* _SHORT EXERCISE_: Print the entries verbatim, leaving out the images they contain.

____

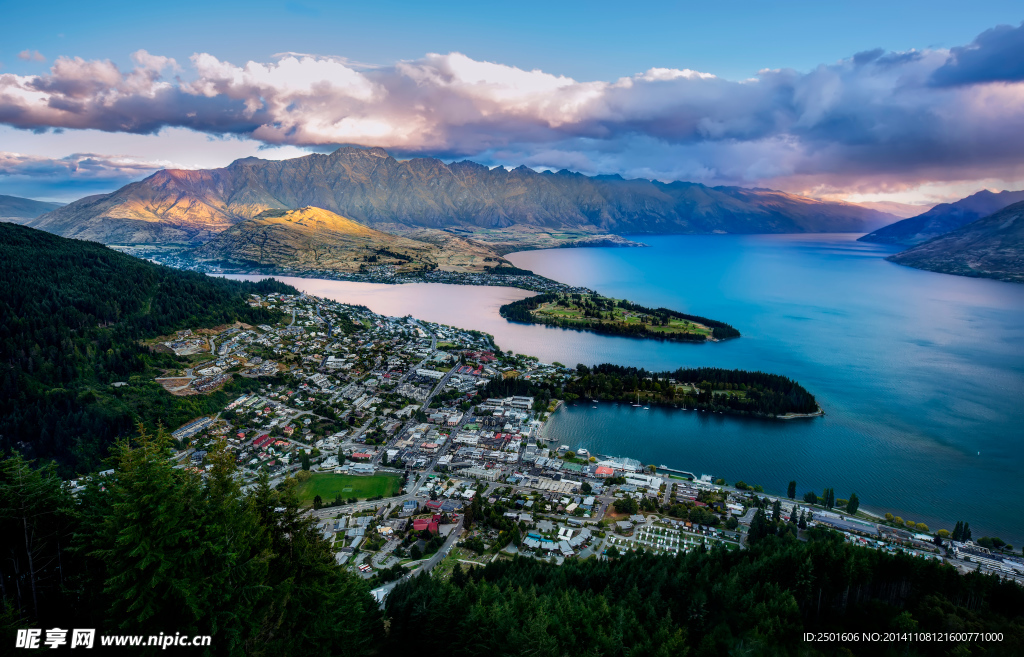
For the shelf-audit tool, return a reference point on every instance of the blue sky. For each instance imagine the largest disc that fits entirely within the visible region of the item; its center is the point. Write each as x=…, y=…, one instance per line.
x=584, y=40
x=596, y=87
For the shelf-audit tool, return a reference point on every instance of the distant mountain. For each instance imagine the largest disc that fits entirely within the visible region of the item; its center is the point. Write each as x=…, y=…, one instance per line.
x=18, y=210
x=316, y=238
x=900, y=210
x=943, y=218
x=990, y=248
x=373, y=188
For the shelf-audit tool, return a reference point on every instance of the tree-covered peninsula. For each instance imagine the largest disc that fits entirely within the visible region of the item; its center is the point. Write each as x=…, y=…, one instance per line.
x=711, y=389
x=614, y=317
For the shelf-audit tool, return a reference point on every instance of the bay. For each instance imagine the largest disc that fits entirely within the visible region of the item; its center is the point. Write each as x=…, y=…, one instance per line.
x=921, y=375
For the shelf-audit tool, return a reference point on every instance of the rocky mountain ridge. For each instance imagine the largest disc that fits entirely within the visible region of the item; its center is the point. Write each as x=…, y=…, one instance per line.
x=372, y=187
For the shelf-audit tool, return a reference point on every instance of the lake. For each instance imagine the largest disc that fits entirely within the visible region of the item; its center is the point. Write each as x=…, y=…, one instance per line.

____

* _TASK OUTPUT_:
For the shelf-audit tool, return a reference point on every instance of the blue sky. For each instance imagine the largest disc that fits entirely within the visible region of the item; its center is the point. Write each as x=…, y=…, one instance per line.
x=584, y=40
x=596, y=87
For the shelf-audit tool, return a reference point on every instance of the distant mountain. For each instance imagine the largest disc that fits entirely within the visible region of the item; its center is the point. Write each as x=…, y=…, one instance per line.
x=18, y=210
x=316, y=238
x=900, y=210
x=943, y=218
x=990, y=248
x=373, y=188
For the shelf-audit tool, return a reference point on every instance of the tree-covered peninsula. For each instance imagine the largest disc that fits entirely within the visible region of the item; its center is the point. Write each as x=…, y=…, one instance per line.
x=711, y=389
x=614, y=317
For the shelf-audit tool, return a reference point on every instance of the bay. For each instance imagine the largest disc that fits entirely within the visible region of the item; its center is the point. Write each as x=…, y=…, one instance per line.
x=921, y=375
For the shelf-audit tool, return a reference point on every instance of the rocky mountain ridge. For each instance imagine the largest disc that fits entirely within the visible region of the item; its center is the point. Write each as x=…, y=…, one instance per line.
x=372, y=187
For the shelf-audit tool, return a reference point on every instance of the lake. For each instance imagine the largest disc that fits entirely within the visible region of the item; its center is the point. Write each as x=…, y=…, one instance per line.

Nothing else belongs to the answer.